MATERIAL
######

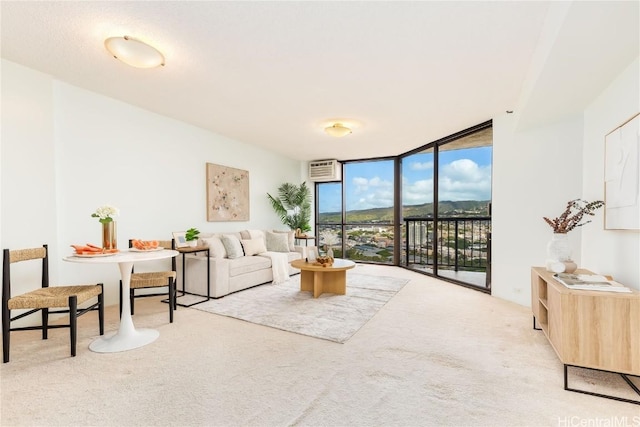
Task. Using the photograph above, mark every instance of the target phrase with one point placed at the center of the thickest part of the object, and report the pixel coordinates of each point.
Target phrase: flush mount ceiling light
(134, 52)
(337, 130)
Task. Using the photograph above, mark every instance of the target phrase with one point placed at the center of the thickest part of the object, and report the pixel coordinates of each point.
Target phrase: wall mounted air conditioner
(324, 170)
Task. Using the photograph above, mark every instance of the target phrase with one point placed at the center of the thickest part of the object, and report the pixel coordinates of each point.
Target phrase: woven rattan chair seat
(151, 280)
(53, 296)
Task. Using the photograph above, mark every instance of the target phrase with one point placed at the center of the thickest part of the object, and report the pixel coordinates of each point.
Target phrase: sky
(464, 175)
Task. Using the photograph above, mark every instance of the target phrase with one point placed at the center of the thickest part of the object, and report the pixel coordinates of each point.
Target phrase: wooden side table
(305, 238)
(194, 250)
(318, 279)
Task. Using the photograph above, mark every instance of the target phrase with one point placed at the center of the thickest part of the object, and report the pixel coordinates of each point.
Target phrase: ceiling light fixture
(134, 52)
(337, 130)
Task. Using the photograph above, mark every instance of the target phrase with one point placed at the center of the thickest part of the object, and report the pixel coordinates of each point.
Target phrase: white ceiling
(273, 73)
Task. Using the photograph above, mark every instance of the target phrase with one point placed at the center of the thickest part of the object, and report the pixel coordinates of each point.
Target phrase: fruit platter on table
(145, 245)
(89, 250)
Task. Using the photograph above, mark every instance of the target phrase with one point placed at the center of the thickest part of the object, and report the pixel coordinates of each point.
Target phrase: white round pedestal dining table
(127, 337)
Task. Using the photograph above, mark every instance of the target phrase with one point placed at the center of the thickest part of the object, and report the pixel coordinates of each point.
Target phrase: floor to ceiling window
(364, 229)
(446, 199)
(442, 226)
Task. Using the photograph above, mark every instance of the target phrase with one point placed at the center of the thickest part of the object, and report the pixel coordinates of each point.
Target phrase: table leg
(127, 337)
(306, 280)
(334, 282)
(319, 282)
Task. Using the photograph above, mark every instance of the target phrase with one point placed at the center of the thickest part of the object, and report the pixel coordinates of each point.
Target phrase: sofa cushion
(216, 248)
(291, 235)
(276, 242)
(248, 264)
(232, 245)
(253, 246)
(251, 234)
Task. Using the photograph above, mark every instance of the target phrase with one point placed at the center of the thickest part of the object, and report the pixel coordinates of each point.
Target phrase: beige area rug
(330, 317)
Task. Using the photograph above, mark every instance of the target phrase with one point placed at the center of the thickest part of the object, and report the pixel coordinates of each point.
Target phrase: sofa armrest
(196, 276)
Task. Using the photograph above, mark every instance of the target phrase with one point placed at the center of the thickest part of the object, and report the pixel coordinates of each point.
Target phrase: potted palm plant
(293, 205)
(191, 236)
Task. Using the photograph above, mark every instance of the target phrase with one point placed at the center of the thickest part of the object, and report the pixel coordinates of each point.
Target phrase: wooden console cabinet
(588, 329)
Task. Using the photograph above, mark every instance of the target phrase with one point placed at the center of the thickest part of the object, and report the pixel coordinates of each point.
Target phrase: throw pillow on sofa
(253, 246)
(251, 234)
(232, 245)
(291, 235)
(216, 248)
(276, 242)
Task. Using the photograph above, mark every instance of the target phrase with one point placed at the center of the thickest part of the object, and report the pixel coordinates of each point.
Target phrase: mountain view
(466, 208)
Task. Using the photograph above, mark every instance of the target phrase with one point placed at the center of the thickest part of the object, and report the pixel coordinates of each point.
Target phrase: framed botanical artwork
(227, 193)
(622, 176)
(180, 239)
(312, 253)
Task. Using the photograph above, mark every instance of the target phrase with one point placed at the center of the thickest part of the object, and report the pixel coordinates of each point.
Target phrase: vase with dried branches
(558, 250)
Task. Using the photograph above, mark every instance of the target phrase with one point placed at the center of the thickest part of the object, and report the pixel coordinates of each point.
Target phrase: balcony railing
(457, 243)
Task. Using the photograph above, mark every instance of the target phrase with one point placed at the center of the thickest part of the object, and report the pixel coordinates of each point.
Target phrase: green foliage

######

WHAT TO DO
Count the lines in the items above that contain the word "sofa". Reply with the number alone.

TASK ANSWER
3